Request 1
In the fishing thread, what size and color of leadhead does Nopierpressure suggest using with the 3" Gulp shrimp?
Request 2
Please write out everything in the fishing thread from "## joe bag o" down to "for the spanish.".

## start Given text

# Anyone ever use a MirrOdine in the surf?



## jnail923 (Mar 29, 2011)

I'm heading to Gulf Shores on April 8-10 and will be staying near the pass next to the FloraBama. 

I'm bring two 7ft rods both equipped with 4000 sized Shimano reels. I was wondering whats the best fish for me to target. I thought maybe using a MirrOdine in the surf might land some decent fish. Was also planning on buying some pompano rigs and getting some dead shrimp. What do yall think about fishing Gulp and other plastics?

Anyone have any ideas or suggestions. I really appreciate your help.


----------



## Nopierpressure (Jul 27, 2010)

New Penny colored 3" Gulp shrimp with a 1/2 oz red leadhead, should get you hooked up on some nice Redfish. A gold with red head Gotcha lure should get ya hooked up on some Spanish. Pompano rig with live shrimp or sand fleas should get ya some pomps. Good luck and tight lines!


----------



## joe bag o donuts (Oct 23, 2007)

Mirrodines are amazing for spanish, blues, ladies, hardtails, etc. Just work it super fast. I'd prefer a heavy spoon(1/2 oz), or a Gotcha, so I can cast it farther and retrieve it faster while still keeping it under water. Key for "trash fish" is to retrieve as fast as you can.

Pompano rigs or even a basic fishfinder rig tipped with shrimp should work great. I never use soft plastics because the spanish will chew them to pieces. Unless you're sightfishing red, but then they'll probably hit the spoon you're using for the spanish.


----------



## Wharegul (Mar 17, 2011)

I have used Mirro-lures for years down at Dauphin island and around Perdido pass. Usually i'll throw out a pomp rig then take my Mirro-lure and work it up and down the beach on either side. Like Joe said Spanish, Blues, Ladys and Specks all will take one


----------



## jnail923 (Mar 29, 2011)

## end Given text
## start Given material

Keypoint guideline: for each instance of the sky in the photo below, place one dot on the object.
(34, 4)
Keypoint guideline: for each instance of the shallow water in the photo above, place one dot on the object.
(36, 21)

## end Given material

Finished answer 1
A 1/2 oz red leadhead.

Finished answer 2
## joe bag o donuts (Oct 23, 2007)

Mirrodines are amazing for spanish, blues, ladies, hardtails, etc. Just work it super fast. I'd prefer a heavy spoon(1/2 oz), or a Gotcha, so I can cast it farther and retrieve it faster while still keeping it under water. Key for "trash fish" is to retrieve as fast as you can.

Pompano rigs or even a basic fishfinder rig tipped with shrimp should work great. I never use soft plastics because the spanish will chew them to pieces. Unless you're sightfishing red, but then they'll probably hit the spoon you're using for the spanish.